▶ Passage for review
· · · · ·

Perform data analysis on countries in the region

Assignment Help Data Structure & Algorithms
Reference no: EM131479924 , Length: word count:1500

Introduction to Data Science

Task

Background

A research team planned to study the heath development of the world in the past 15 years. The team retrieved the dataset from World Bank (https://databank.worldbank.org) about Health and Population Statistics between 2001 and 2015.

The dataset contains the following attributes:
- Birth rate, crude (per 1,000 people)
- Fertility rate, total (births per woman)
- Adolescent fertility rate (births per 1,000 women ages 15-19)
- Death rate, crude (per 1,000 people)
- Cause of death, by communicable diseases and maternal, prenatal and nutrition conditions (% of total)
- Cause of death, by injury (% of total)
- Cause of death, by non-communicable diseases (% of total)
- Mortality caused by road traffic injury (per 100,000 people)
- Health expenditure per capita (current US$)
- GNI per capita, Atlas method (current US$)
- Health expenditure, private (% of GDP)
- Health expenditure, public (% of GDP)
- Health expenditure, total (% of GDP)
- Maternal mortality ratio (national estimate, per 100,000 live births)
- Immunization, BCG (% of one-year-old children)
- Life expectancy at birth, male (years)
- Life expectancy at birth, female (years)
- Life expectancy at birth, total (years)
- School enrollment, primary (% gross)
- School enrollment, secondary (% gross)
- School enrollment, tertiary (% gross)
- School enrollment, tertiary, female (% gross)
- Total alcohol consumption per capita (liters of pure alcohol, projected estimates, 15+ years of age)
- Unemployment, female (% of female labor force) (modeled ILO estimate)
- Unemployment, male (% of male labor force) (modeled ILO estimate)

· · · · ·

▶ Task requirements
a. List every attribute in the assignment on World Bank health and population data that measures school enrollment.
b. Continue the assignment on World Bank health and population data from the point where it stops.

▶ Data section
· · · · ·

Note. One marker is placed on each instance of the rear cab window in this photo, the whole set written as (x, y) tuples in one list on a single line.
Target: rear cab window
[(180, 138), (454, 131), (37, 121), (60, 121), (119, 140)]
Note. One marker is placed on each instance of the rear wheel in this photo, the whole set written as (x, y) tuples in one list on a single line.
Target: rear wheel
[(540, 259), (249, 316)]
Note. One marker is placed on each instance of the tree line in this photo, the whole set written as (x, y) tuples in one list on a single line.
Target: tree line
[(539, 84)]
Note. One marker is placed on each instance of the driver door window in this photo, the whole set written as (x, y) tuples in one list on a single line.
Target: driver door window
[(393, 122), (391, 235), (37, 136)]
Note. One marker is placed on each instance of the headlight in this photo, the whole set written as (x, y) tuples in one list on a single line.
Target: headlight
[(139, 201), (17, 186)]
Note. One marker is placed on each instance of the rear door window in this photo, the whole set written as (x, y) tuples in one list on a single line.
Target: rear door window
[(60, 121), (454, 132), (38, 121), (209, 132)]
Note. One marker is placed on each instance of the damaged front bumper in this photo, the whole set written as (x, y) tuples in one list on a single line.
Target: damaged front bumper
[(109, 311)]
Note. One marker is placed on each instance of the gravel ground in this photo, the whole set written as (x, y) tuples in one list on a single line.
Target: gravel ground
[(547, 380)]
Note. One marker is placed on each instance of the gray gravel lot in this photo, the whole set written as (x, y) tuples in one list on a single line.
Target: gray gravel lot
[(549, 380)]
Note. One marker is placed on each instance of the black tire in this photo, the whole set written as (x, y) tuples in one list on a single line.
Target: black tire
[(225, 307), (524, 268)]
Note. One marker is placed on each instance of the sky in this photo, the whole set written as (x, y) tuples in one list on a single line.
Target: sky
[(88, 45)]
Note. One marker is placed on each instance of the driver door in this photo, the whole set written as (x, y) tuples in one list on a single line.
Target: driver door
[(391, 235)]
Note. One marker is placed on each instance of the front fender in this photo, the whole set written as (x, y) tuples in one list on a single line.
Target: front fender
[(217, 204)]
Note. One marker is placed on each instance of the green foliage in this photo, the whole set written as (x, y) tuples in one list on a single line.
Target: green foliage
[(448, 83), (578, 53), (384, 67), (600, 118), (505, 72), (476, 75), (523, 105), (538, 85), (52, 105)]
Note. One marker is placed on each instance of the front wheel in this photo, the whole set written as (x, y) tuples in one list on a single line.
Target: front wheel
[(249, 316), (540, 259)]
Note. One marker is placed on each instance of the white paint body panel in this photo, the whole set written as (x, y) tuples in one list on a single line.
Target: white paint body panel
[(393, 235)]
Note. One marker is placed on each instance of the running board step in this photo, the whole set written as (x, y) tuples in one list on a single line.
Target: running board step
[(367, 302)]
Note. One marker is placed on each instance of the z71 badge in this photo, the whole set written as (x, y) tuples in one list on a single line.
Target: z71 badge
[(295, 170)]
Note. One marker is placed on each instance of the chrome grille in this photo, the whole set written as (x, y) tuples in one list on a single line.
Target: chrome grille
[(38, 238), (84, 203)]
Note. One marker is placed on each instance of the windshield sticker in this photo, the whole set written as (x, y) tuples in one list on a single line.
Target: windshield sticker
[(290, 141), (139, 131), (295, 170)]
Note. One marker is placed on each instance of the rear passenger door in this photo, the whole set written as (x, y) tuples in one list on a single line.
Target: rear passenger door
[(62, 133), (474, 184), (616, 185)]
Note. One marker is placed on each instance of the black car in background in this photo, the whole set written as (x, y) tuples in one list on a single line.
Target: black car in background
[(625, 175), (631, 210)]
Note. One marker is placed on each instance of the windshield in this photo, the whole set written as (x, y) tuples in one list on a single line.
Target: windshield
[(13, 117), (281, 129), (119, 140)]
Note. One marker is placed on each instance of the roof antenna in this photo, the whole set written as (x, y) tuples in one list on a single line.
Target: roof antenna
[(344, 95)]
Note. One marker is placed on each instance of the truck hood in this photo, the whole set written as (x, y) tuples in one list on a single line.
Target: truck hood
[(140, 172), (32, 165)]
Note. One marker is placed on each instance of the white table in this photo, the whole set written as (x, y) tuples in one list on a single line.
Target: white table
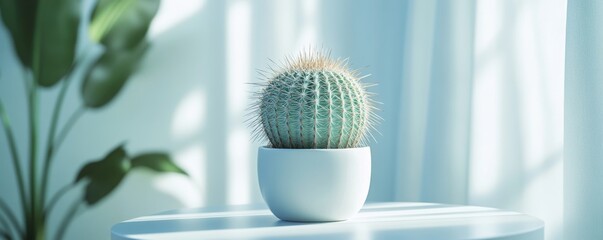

· · · · ·

▶ Written answers
a.
- School enrollment, primary (% gross)
- School enrollment, secondary (% gross)
- School enrollment, tertiary (% gross)
- School enrollment, tertiary, female (% gross)

b.
- Unemployment, total (% of total labor force) (modeled ILO estimate)

More details about the data attributes and data content can be found in the attached documents.

Assignment Task

You are a member of the team, and need to perform data analysis on countries in the region of East Asia & Pacific.

The team has not set any specific goal for the analysis. Therefore, you have the freedom to explore the data, and dig out anything you feel interesting or significant.

You have been requested to prepare a data analysis report about your work and explain your findings. The potential audiences include other researchers, business representatives, and government agencies. They may have limited ICT or mathematical knowledge.

To prepare the report, please follow the following outline:

1. Introduction
Provide an introduction to the problem. Include background material as appropriate: who cares about this problem, what impact it has, where does the data come from.

2. Data Setup
Describe how to load the data, and the libraries needed. Provide an overview of the data about its dimensions and structures.

3. Exploratory Data Analysis
Perform 3 one-variable analysis. Plot at least one graph for each variable. Explain why the selected graph is appropriate.

Perform 2 two-variable analysis. Plot at least one graph for each variable. Explain why the selected graph is appropriate

The analysis can be performed on all years and all countries, or on a subset of your interest.

4. Advanced Analysis
Clustering
Briefly explain the concept of clustering and k-means.
Try to do a clustering analysis to group countries according to some selected attributes.

Linear Regression
Briefly explain the concept of linear regression.
Try to do 2 linear regression analysis. Plot the learned models.

The analysis can be performed on all years and all countries, or on a subset of your interest.

5. Conclusion

6. Reflections
In this part, discuss any difficulties you had performing the analysis and how you solved those difficulties. Reflect on how the analysis process went for you, what you learnt, and what you might do differently next time.

For the data analysis, you need to provide both R code, and the explanation to the code and the result. For the section 2 - 4, please represent each R code snippet in a box with some comments. For example:

Report Format

Your report should be no less than 1,200 words and it would be best to be no longer than 2,000 words long. All comments and graph titles are counted.

The report MUST be formatted using the following guidelines:
- Paragraph text - 12 point Calibri single line spacing
- Headings - Arial in an appropriate type size
- Margins - 2.5cm on all margins
- Header - Report title
- Footer - page number (including the word "Page")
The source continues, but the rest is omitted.